▶ **Task objective**: Report each line of the records below that contains the string "tile", copying every such line in full. The match is case-sensitive.

▶ **Data for this task**:

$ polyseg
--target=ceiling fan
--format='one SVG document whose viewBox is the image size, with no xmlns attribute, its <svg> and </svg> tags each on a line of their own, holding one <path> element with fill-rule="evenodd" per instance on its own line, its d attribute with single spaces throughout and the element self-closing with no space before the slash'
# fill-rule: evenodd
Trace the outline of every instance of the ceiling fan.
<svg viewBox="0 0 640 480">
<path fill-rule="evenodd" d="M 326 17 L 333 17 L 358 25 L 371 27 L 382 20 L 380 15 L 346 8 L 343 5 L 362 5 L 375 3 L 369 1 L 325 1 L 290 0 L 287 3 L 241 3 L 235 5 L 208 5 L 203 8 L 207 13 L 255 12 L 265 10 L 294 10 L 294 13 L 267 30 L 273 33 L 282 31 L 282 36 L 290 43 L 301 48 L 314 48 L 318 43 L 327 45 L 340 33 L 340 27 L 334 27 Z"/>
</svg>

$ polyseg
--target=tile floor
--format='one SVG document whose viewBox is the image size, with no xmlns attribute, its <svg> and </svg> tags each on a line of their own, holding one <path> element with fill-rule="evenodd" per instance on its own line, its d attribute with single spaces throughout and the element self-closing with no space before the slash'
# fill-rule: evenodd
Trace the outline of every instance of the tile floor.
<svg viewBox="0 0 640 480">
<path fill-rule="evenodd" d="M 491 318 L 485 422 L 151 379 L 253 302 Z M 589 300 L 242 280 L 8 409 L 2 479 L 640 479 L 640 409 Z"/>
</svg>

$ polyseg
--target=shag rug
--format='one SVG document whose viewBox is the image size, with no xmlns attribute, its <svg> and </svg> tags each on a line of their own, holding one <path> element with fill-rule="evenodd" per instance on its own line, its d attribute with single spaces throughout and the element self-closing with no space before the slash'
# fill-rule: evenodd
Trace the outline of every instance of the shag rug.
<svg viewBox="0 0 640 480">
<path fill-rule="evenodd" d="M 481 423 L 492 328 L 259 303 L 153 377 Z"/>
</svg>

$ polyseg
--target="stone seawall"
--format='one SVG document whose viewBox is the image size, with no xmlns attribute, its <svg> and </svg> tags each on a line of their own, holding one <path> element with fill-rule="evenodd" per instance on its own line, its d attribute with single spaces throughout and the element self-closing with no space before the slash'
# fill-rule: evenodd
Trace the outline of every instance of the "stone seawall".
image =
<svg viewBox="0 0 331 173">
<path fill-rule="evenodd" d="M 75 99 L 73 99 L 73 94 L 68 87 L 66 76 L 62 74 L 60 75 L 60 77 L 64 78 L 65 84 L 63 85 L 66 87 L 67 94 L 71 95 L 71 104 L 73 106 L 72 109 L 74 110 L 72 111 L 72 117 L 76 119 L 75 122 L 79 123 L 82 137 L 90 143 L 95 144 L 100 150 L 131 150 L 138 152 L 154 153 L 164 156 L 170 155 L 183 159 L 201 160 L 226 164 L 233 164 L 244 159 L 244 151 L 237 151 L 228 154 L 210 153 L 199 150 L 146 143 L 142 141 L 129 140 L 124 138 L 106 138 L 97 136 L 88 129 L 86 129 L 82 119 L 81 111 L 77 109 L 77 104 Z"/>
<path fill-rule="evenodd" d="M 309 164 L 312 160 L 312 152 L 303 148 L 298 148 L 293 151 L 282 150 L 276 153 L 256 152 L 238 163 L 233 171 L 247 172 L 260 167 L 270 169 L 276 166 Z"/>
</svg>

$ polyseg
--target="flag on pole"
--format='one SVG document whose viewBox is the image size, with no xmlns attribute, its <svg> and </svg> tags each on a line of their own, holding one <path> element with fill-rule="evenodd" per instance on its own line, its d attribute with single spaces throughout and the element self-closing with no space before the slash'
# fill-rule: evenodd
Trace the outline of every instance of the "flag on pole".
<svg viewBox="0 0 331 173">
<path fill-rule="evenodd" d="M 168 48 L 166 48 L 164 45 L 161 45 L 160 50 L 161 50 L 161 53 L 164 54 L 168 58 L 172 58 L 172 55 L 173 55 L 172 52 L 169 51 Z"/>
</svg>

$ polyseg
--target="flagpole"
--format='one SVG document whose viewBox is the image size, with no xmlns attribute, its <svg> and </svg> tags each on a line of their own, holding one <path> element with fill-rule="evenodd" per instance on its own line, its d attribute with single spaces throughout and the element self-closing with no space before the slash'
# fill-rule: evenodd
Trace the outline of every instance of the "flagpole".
==
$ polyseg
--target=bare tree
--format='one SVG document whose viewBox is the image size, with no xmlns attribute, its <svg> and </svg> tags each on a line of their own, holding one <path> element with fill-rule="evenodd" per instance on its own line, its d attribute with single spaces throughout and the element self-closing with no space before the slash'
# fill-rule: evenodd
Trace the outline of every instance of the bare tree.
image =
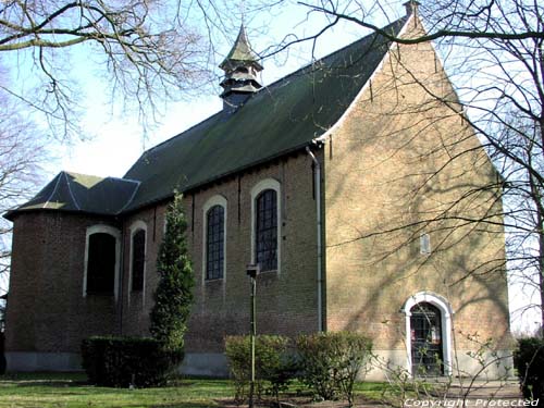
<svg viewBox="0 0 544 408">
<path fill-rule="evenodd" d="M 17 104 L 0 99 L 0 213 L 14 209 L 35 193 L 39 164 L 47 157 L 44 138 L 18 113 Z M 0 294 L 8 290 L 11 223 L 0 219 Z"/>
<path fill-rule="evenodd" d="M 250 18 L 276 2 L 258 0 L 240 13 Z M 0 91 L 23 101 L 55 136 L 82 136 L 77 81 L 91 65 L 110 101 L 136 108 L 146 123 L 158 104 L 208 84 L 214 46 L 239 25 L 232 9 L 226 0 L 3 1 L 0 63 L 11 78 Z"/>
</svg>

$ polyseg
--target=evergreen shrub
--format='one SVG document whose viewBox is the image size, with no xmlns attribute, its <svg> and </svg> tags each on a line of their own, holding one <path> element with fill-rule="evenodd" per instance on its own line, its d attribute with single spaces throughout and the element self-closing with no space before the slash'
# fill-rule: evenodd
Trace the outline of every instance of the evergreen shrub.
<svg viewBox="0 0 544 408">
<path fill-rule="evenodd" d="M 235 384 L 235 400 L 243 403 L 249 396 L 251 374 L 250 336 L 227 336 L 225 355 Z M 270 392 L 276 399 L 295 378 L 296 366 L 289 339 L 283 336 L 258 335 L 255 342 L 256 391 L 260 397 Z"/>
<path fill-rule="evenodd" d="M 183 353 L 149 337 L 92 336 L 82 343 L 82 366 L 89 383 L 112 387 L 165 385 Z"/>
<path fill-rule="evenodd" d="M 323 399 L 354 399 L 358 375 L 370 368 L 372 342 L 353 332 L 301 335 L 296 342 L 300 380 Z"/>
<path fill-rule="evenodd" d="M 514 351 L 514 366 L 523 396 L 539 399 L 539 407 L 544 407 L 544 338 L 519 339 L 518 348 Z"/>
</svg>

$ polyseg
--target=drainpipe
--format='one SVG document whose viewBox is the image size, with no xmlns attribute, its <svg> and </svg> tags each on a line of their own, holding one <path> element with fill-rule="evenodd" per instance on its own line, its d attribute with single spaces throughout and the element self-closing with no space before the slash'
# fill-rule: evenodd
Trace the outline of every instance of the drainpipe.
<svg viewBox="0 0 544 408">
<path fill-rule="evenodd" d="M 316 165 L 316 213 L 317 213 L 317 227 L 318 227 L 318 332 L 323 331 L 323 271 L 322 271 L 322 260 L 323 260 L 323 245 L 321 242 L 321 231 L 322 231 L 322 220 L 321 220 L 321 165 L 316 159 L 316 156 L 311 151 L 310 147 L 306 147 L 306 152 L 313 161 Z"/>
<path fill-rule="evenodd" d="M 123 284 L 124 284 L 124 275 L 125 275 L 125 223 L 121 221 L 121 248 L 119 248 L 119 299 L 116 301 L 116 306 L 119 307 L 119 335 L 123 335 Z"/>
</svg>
--
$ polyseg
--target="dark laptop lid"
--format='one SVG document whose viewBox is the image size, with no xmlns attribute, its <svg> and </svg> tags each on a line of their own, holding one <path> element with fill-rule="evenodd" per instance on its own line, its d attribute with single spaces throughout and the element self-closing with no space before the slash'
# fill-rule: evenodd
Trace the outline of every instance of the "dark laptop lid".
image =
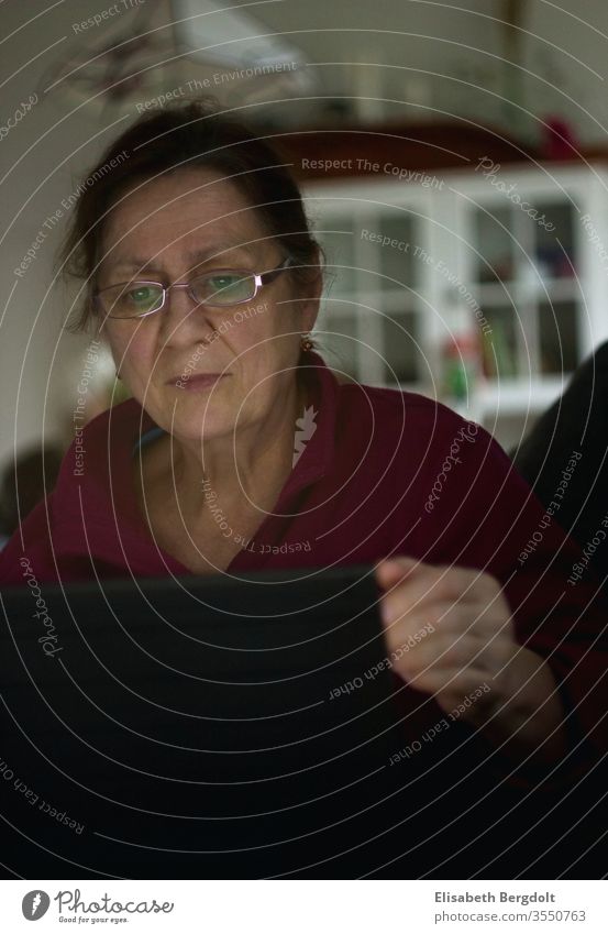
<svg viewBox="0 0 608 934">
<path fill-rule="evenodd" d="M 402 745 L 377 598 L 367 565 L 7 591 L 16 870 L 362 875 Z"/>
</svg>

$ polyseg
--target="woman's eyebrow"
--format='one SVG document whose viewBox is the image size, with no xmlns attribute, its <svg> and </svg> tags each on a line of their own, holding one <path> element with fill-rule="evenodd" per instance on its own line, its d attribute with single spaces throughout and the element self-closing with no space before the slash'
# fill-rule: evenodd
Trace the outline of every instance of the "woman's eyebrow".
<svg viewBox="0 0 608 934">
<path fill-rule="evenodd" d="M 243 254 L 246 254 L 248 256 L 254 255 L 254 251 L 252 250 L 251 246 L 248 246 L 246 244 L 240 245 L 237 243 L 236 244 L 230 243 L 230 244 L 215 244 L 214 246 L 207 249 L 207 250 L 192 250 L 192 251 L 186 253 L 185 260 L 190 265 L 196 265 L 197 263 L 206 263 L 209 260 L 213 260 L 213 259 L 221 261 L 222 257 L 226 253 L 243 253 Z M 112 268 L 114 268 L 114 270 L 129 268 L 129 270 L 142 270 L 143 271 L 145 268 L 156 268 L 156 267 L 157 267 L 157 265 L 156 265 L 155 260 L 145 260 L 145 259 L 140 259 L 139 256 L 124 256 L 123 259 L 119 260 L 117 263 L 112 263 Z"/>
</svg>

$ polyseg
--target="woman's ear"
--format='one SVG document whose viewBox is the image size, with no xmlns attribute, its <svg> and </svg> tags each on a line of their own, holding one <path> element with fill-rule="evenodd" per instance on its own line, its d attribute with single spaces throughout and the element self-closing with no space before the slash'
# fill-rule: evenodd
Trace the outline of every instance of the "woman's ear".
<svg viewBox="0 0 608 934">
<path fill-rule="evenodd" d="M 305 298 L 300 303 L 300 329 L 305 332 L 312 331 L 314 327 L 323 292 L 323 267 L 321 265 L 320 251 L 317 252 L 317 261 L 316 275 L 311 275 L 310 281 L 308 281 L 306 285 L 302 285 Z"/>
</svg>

▶ **Exercise solution**:
--target=tile floor
Trace the outline of every instance of the tile floor.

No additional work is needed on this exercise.